SET OF TASKS:
1. In the article on mounting a webcam in an SLR body, which webcam is shown opened up to reveal its circuit board?
2. Condense the paragraph of the webcam-in-SLR article that begins "I was so impressed with the Toucam" into a single shorter sentence that keeps its main facts.
3. Extend the article on mounting a webcam in an SLR body, starting after its last sentence.
[[ GIVEN PASSAGE open ]]
Mounting a Webcam in a SLR Body

David Ratledge

Webcams are great but if only they had a viewfinder. Well a bit of lateral thinking and there is an easy answer. Mount the webcam in the back of an old film SLR camera! This has many advantages:

  • Viewfinder - see where you are aiming
  • Viewfinder - get near to focus
  • Add tele-extenders to magnify the image
  • Use camera lenses
  • Cooler running with exposed circuit board - less noise

Convinced? Read on and see how easy it is.

webcam opened
Philips Toucam Mk 1 opened up to reveal the circuit board

Pentax original
Pentax Toucam - prototype under first test. At this stage the circuit board is loosely in place.

pentax with back
Pentax Toucam - the camera back has been cut in two and stuck back in place. Just looks neater

Pentax front Front view - note tiny chip. Cable release is also attached to raise the mirror


I was so impressed with the Toucam that I bought a second one and mounted it in the back of an old Pentax SLR. This proved a great success and makes imaging much easier.
[[ GIVEN PASSAGE closed ]]
[[ DATASET CONTENT open ]]
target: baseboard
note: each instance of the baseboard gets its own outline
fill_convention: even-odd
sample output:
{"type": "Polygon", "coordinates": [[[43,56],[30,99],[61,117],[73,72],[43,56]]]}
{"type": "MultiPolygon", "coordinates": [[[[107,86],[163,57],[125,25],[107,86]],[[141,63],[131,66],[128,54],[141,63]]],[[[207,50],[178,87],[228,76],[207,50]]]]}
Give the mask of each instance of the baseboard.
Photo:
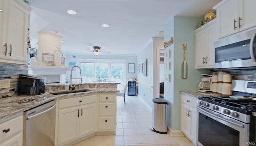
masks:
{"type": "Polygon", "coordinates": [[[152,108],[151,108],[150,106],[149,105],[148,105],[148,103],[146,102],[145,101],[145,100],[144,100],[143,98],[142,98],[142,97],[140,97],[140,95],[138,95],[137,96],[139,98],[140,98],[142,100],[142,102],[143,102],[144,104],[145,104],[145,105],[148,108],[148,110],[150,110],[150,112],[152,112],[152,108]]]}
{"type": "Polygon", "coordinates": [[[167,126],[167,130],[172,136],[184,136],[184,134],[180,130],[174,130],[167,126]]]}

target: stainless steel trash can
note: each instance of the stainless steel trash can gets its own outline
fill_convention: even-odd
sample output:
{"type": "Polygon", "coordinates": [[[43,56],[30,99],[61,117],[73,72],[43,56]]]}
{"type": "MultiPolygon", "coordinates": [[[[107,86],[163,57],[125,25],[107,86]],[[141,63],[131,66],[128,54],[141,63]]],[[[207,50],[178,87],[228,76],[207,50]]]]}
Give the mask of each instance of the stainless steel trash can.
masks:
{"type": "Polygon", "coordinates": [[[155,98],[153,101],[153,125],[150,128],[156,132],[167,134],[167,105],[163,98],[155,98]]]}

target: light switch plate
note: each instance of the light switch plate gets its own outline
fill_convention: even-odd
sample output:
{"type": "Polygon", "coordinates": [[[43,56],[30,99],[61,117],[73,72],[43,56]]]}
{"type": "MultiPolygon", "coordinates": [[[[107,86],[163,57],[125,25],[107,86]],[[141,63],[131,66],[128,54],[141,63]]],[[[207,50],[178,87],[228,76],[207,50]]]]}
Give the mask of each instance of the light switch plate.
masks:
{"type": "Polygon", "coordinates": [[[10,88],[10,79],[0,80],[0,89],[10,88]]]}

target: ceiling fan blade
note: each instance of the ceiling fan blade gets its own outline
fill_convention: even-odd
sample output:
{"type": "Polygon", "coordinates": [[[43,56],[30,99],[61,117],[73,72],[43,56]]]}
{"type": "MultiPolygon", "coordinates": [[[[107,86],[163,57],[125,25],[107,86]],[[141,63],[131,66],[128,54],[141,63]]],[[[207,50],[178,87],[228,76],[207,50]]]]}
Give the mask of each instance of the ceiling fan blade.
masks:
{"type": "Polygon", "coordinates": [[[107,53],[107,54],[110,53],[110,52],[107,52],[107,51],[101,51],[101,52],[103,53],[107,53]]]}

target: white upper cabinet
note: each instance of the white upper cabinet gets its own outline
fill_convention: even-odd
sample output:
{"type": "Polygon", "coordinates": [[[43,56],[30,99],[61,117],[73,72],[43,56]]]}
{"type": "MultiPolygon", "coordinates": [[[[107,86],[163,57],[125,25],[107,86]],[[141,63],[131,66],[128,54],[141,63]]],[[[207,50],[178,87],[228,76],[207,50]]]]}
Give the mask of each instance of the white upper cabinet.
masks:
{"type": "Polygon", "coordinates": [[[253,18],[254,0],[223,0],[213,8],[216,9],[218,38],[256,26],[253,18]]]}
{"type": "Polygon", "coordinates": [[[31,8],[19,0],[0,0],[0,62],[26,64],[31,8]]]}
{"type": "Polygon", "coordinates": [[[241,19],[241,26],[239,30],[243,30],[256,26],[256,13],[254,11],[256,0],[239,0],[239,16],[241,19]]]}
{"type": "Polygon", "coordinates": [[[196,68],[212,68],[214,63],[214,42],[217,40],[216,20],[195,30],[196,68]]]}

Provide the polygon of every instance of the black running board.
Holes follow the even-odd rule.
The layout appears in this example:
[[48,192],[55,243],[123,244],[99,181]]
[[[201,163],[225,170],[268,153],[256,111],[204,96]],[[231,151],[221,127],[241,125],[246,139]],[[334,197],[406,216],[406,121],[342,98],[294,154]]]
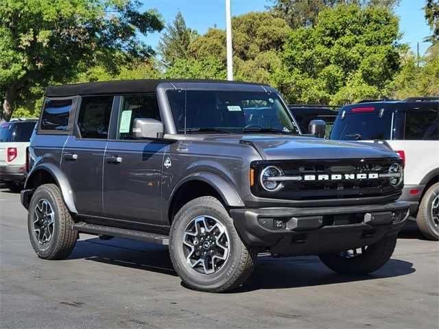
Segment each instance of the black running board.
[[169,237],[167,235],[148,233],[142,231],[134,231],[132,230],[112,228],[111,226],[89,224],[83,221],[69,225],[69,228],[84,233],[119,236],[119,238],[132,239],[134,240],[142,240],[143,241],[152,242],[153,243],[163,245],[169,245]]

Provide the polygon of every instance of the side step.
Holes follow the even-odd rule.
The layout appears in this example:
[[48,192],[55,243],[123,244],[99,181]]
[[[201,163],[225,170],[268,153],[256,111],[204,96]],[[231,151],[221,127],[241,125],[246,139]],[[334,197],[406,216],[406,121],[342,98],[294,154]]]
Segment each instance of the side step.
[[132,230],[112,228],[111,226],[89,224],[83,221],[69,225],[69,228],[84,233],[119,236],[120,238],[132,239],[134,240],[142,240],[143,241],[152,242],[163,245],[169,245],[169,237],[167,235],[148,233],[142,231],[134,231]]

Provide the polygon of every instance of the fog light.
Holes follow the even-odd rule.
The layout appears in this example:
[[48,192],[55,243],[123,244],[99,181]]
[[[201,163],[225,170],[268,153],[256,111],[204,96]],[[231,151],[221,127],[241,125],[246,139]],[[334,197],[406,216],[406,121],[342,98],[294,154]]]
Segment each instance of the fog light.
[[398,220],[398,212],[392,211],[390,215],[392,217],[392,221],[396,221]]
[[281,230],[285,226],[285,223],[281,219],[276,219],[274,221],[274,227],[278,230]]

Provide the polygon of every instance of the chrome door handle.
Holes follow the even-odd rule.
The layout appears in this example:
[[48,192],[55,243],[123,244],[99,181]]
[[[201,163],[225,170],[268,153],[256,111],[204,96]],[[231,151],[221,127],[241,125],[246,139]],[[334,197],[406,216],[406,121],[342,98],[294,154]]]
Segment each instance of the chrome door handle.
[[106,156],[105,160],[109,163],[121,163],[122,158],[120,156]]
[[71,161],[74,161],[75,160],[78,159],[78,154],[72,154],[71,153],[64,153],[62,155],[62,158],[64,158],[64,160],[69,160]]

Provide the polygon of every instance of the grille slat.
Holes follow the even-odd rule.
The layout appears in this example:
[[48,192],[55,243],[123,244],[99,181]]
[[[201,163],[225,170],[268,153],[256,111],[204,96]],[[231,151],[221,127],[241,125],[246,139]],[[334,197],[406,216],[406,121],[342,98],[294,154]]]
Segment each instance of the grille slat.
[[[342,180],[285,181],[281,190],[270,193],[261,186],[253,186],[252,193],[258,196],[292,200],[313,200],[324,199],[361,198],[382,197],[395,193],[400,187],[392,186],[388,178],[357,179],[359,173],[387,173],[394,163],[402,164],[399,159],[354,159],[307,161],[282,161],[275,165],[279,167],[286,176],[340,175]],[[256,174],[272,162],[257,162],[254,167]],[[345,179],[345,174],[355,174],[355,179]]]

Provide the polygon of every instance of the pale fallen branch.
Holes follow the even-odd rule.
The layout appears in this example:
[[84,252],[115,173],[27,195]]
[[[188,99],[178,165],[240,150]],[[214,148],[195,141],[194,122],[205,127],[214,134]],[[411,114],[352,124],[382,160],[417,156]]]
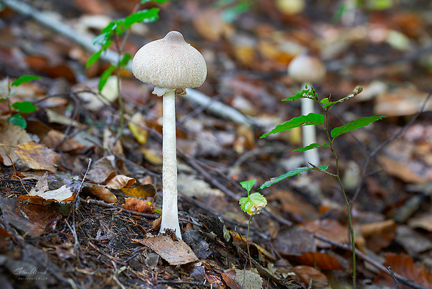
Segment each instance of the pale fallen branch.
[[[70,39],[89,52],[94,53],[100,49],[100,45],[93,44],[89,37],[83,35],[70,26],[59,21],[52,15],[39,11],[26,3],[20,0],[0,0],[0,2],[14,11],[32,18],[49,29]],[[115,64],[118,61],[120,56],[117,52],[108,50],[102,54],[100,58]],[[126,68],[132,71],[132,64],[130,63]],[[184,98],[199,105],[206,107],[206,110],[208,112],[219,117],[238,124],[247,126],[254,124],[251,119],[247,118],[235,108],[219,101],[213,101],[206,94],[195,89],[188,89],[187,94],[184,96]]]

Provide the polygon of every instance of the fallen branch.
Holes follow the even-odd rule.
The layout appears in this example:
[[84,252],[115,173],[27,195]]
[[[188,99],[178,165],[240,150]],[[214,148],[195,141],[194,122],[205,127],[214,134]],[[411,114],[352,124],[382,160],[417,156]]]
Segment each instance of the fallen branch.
[[ DATASET CONTENT closed ]]
LIST OF ANSWERS:
1. The Philips Toucam Mk 1.

2. Impressed with the Toucam, the writer bought a second one and mounted it in an old Pentax SLR, which worked very well and made imaging much easier.

3.
This solution gives the advantage of a viewfinder and helps to get an approximate focus. It also makes attaching 2 or 3 times convertors on the front a doddle. A cable release is required to lock the mirror up for image taking. I have now built a total of 4 including 2 for friends.


All that is needed is an old SLR body with a bulb setting and a cable release socket. Remove the back - easier on some cameras than others. Don't throw it away though - we will need it later . It will be cut down and stuck back either side of the circuit board.

The camera is easily opened and the circuit board removed. First job is that the microphone will need taking off - this is the dangerous part where you could destroy the toucam! The microphone sticks out so far that it has to come off. Just use snippers.

One thing to consider at this stage is the infra-red block filter. This can be taken off the back of the Toucam lens. Probably the easiest solution is then to place it over the CCD and silicon around the edges to secure it. Make sure you don't trap any dust in between as you won't be able to clean it off. I haven't done this as I preferred to use an infra red block filter elsewhere in the image path.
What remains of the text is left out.